Task objective: Please count the lines below that contain the string "road", with case counting, and give only the number.

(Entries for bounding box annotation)

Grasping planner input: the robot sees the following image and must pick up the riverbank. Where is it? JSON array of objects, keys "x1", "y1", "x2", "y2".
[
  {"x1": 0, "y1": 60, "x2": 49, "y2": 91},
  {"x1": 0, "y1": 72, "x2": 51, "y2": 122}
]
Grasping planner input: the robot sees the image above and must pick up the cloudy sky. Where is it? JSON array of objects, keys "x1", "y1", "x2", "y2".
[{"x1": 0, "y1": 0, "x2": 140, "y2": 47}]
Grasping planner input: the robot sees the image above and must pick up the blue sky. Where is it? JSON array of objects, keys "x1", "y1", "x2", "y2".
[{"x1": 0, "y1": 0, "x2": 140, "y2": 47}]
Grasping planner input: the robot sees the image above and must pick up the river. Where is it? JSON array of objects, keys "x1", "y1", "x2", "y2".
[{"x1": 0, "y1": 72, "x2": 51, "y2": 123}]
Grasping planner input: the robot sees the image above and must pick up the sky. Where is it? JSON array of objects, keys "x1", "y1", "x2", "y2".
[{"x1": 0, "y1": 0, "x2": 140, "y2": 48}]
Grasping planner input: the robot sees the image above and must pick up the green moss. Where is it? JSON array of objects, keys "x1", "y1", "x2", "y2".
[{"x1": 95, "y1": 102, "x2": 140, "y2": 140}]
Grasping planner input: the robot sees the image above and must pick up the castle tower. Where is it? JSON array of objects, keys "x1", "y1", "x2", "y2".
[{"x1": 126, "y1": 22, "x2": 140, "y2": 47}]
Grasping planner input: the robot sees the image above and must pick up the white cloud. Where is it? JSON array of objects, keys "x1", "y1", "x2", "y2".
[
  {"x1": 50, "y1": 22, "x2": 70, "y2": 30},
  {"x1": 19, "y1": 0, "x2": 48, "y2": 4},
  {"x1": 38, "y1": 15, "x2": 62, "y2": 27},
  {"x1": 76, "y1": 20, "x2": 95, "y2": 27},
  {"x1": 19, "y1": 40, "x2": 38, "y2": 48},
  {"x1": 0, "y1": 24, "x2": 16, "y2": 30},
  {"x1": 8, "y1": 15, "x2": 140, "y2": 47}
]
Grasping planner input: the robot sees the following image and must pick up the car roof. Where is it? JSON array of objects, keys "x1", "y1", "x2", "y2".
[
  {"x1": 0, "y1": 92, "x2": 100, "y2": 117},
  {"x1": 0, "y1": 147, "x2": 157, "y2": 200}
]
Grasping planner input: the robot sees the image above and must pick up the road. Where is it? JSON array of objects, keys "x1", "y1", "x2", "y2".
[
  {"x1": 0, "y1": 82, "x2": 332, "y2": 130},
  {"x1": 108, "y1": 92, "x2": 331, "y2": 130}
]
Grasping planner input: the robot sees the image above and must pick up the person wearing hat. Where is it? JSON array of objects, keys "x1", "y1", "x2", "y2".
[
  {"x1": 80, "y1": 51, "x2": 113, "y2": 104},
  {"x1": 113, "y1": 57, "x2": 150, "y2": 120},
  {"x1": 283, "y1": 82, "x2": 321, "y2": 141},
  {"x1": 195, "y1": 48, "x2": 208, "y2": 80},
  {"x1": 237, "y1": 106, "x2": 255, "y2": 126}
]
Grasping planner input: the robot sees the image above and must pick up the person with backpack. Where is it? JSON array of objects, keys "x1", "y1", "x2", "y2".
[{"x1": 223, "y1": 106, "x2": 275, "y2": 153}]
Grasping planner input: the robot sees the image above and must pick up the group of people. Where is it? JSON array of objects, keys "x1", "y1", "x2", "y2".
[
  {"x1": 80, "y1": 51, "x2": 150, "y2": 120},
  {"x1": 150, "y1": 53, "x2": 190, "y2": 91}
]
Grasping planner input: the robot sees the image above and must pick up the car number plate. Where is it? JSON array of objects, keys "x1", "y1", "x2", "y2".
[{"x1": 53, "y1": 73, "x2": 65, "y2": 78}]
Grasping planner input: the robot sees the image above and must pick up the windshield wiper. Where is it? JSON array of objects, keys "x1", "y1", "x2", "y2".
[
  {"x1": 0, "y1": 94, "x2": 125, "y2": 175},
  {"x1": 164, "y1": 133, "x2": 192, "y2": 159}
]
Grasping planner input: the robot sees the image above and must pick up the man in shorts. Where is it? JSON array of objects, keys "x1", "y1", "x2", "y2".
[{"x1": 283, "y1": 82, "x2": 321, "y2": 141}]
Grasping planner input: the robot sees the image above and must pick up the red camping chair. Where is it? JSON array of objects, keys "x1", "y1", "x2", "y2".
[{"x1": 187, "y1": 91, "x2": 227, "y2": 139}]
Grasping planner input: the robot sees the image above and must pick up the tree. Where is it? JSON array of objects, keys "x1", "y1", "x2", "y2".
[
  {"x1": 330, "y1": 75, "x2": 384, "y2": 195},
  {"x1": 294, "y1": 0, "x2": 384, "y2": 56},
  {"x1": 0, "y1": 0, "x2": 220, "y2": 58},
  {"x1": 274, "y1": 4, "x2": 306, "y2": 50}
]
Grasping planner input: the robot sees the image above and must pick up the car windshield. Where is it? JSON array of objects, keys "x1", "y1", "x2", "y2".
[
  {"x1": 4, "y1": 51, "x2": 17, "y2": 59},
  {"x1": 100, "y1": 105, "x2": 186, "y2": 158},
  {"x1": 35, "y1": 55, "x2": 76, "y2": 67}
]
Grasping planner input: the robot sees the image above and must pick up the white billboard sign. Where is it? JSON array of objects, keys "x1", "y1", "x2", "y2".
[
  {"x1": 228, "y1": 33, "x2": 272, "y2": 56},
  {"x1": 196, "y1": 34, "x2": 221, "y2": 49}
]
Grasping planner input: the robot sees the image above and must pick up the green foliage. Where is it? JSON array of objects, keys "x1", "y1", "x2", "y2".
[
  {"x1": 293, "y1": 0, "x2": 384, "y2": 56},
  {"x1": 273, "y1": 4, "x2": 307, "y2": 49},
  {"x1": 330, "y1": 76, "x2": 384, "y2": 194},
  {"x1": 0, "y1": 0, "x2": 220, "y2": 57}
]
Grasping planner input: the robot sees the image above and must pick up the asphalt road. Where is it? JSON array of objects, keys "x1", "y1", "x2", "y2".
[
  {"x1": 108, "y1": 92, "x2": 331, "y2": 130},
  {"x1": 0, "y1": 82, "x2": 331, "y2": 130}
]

Response for this exercise: 2